**REQUIRED TASKS**
**1)** According to the passage about David Barclay of Ury, in what year did he buy the lands and barony of Ury?
**2)** From the passage about David Barclay of Ury, echo the text word for word, starting at "In 1648, he" and ending at "the same prison.".

**PASSAGE**
Scottish professional soldier, courtier and laird (1610–1686)

Arms of Barclay

David Barclay of Ury (1610 – October 12, 1686) was a Scottish professional soldier, courtier and the first Laird of Ury. A soldier of fortune, Barclay fought for Gustavus Adolphus, King of Sweden during the Thirty Years' War, and with the Earl of Middleton during the Wars of the Three Kingdoms.

==Background==

Barclay was the son of David Barclay (1580–1660), 11th of Mathers, of Kincardineshire, Scotland and Elizabeth Livingstone, daughter of John Livingston of Dunipace.

== Career ==
In 1626, he ventured to France to become a soldier of fortune. In 1630, he rose to the rank of a major under Gustavus Adolphus, King of Sweden, during the Thirty Years War. He returned to Scotland in 1636 to serve in the covenanting army, becoming colonel of a cavalry regiment under General John Middleton.

In 1648, he purchased the lands and barony of Ury in Kincardineshire (modern-day Aberdeenshire) from William Keith, 7th Earl of Marischal. As a known associate of the Earl Marischal he was subsequently confined in Edinburgh Castle where he met the John Swinton, who was confined in the same prison.

In 1660, the Restoration ended the Civil War. Barclay served at the court of Charles II and he became an influential figure at Whitehall and Edinburgh.

==Family==
Barclay married Katherine Gordon (1621–1683), daughter of Sir Robert Gordon, 1st Baronet.

Barclay and Katherine had the following issue:

- Jean Barclay (1663–1720), married Sir Ewen Cameron of Lochiel, to whom she bore eight children
- Lucille Barclay (born 1657) who died unmarried.
- Robert Barclay (born 1648) the eldest son, who became celebrated as the apologist for the Quakers.
- John Barclay (born 1650) the second son, settled in East Jersey in America, where he married and left children.
- David Barclay (born 1653) who died unmarried.

**RAW DATA**
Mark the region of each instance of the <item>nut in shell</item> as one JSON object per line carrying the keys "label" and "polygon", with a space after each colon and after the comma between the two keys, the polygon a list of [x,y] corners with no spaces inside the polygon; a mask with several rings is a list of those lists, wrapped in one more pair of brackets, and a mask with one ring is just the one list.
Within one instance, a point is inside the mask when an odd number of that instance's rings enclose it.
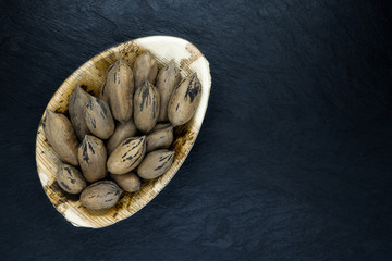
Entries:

**SOLUTIONS BELOW**
**1)** 1648

**2)**
In 1648, he purchased the lands and barony of Ury in Kincardineshire (modern-day Aberdeenshire) from William Keith, 7th Earl of Marischal. As a known associate of the Earl Marischal he was subsequently confined in Edinburgh Castle where he met the John Swinton, who was confined in the same prison.